WORK INSTRUCTIONS
**a)** Translate this sentence from the post on hospital volunteering into Spanish: "You can sit around and do nothing, or you can try to help as much as your capacity allows you to."
**b)** Answer these questions using the post on hospital volunteering:
(i) If advanced volunteering positions can't be found at your hospital, what does the post say to do?
(ii) How many hours of volunteering does the post call worthless when spent only as a receptionist and transport mule?
(iii) A random observer would have taken the girl the writer volunteered with for part of which staff?

Seek out more advanced volunteering positions that may expose you to more clinical situations. If you can't find those at your hospital, seek them elsewhere. Then when you get interviews at places, you can mention how hospital volunteering at your local hospital was a poor experience due to XYZ, then mention the other oppurtunities you found and what insight and experiences you gained.

I think this a trap a lot of people fall into. 200 hours of volunteering is worthless if you were a just the receptionist and transport mule the whole time. It shows that you lacked the motivation to pursue activities and experiences that would have been more challenging/fun.
 
Volunteering is what you make of it. You can sit around and do nothing, or you can try to help as much as your capacity allows you to. There was a girl who I volunteered alongside with and if I was a random observer, I would have thought she was a part of the nursing staff. Her ridiculously comforting bedside manner and the manner in which she exhausted herself trying to help everyone as much as she could put me to shame really lol. I had to find a different shift.

SUPPLIED RECORDS
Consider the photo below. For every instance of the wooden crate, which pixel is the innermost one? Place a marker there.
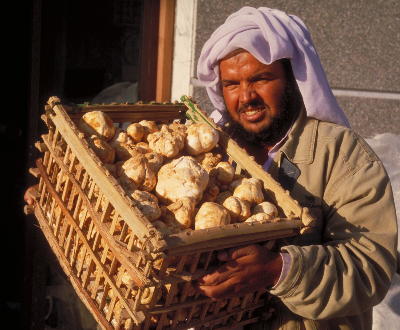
(117, 261)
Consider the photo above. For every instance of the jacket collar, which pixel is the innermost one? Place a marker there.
(300, 143)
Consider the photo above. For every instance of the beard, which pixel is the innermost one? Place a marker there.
(289, 105)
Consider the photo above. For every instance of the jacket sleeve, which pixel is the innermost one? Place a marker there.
(351, 271)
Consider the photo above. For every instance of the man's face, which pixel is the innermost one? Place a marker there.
(253, 91)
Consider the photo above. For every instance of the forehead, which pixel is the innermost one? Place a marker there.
(241, 61)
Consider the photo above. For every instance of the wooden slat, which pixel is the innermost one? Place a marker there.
(122, 205)
(165, 50)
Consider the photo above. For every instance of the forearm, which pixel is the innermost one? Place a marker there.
(334, 281)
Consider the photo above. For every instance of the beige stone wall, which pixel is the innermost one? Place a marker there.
(359, 46)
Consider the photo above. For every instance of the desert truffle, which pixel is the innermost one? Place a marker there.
(250, 190)
(239, 209)
(98, 123)
(138, 170)
(166, 142)
(211, 215)
(224, 172)
(180, 214)
(135, 131)
(266, 207)
(263, 217)
(149, 127)
(201, 138)
(182, 177)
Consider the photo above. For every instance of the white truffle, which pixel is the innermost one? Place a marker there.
(224, 172)
(209, 160)
(155, 161)
(123, 145)
(263, 217)
(200, 138)
(98, 123)
(180, 214)
(136, 132)
(222, 196)
(147, 203)
(149, 127)
(166, 142)
(239, 209)
(211, 215)
(182, 177)
(266, 207)
(138, 170)
(250, 190)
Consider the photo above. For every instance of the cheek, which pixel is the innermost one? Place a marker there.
(230, 99)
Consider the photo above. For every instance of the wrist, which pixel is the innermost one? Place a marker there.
(273, 269)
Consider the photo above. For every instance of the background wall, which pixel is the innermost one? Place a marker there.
(359, 46)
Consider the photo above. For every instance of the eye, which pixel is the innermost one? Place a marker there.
(229, 84)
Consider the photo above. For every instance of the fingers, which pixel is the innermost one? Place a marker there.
(235, 253)
(222, 290)
(222, 274)
(30, 195)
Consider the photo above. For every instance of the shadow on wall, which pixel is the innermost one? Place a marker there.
(386, 315)
(121, 92)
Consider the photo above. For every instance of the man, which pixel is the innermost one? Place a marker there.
(264, 77)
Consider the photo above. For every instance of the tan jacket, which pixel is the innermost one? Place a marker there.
(344, 266)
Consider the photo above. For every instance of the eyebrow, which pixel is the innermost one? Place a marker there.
(265, 74)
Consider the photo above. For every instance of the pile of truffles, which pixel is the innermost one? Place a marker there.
(175, 174)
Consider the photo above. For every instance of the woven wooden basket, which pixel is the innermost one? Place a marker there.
(128, 274)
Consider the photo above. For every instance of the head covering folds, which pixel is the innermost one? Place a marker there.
(269, 35)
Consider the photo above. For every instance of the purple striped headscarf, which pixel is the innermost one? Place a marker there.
(269, 35)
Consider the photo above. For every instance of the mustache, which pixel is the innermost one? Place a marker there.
(253, 105)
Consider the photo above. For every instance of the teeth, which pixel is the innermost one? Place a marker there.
(251, 112)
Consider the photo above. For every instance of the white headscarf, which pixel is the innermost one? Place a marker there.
(269, 35)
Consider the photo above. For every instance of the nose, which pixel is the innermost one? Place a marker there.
(247, 93)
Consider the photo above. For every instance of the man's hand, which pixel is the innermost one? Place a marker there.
(30, 195)
(246, 269)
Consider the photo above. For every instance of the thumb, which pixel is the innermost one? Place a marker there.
(236, 253)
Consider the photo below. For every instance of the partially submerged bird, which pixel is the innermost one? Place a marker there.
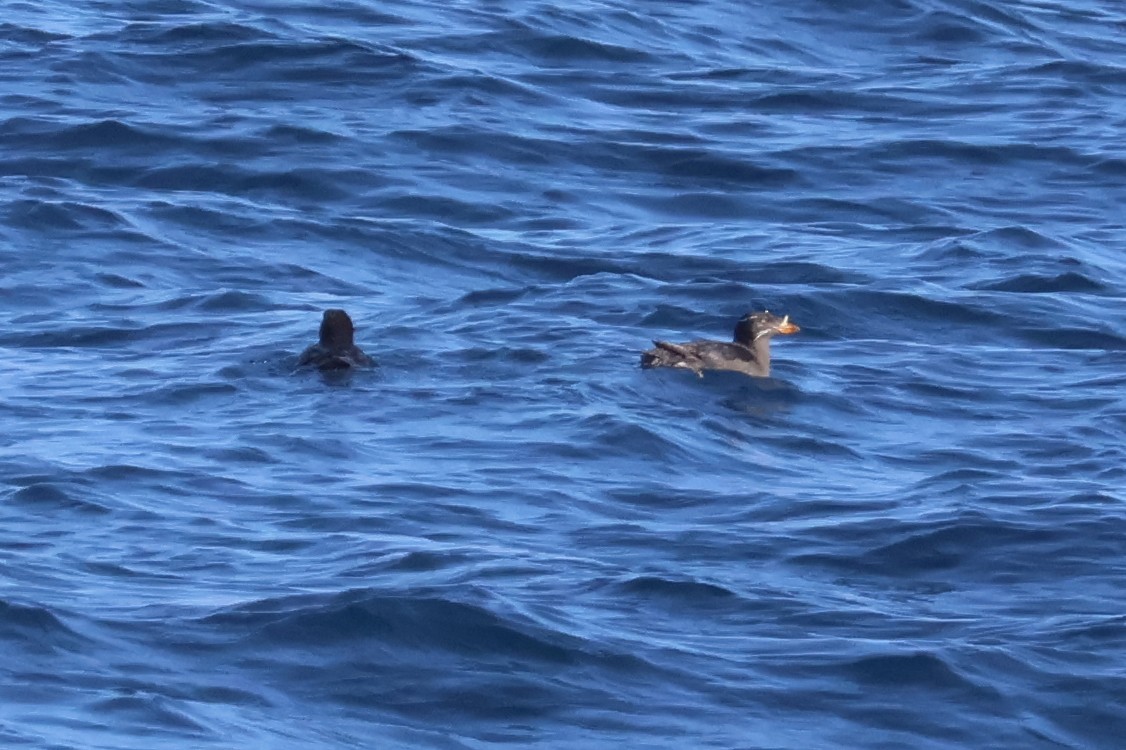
(336, 349)
(748, 354)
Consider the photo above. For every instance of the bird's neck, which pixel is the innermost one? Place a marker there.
(761, 348)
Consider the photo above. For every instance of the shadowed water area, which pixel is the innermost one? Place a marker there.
(912, 535)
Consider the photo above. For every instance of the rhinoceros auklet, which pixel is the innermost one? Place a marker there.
(748, 354)
(336, 349)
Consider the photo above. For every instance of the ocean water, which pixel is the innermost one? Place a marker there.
(913, 535)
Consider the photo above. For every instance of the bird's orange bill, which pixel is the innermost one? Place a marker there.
(787, 327)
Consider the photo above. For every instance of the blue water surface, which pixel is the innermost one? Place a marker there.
(913, 535)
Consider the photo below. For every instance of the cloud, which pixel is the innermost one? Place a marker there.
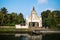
(42, 1)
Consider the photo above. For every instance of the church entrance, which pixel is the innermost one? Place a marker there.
(33, 24)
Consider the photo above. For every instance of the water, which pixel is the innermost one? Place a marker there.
(31, 37)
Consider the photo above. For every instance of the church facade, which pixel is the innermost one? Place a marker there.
(34, 20)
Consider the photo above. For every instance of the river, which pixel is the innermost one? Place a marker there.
(31, 37)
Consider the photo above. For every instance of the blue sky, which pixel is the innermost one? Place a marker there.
(25, 6)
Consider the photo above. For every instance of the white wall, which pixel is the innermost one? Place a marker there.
(19, 26)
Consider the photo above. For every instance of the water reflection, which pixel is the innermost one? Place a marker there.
(31, 37)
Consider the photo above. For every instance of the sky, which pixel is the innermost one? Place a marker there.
(25, 6)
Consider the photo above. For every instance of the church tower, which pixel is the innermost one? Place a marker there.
(34, 20)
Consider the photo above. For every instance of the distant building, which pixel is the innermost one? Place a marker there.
(34, 20)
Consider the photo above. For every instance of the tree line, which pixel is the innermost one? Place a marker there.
(51, 19)
(10, 19)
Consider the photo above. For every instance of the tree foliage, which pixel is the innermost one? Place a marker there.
(51, 19)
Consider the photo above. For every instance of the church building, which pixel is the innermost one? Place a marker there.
(34, 20)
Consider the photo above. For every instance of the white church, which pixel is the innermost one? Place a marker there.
(32, 21)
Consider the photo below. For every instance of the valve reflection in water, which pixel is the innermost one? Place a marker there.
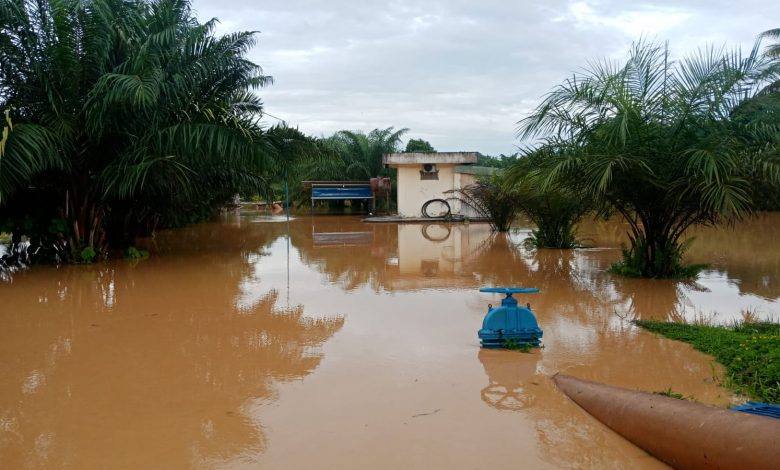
(509, 374)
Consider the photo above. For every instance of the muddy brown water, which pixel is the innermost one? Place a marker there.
(330, 343)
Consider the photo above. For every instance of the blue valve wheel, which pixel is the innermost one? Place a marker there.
(510, 290)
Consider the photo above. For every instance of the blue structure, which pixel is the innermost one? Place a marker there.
(762, 409)
(509, 323)
(341, 192)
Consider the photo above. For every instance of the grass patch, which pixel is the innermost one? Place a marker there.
(749, 351)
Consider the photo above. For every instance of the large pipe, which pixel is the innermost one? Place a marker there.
(682, 433)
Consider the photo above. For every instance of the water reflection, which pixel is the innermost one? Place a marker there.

EXPECTED RESULTS
**a)** Puedes quedarte de brazos cruzados sin hacer nada, o puedes intentar ayudar tanto como tu capacidad te lo permita.

**b)**
(i) Seek them elsewhere.
(ii) 200 hours.
(iii) The nursing staff.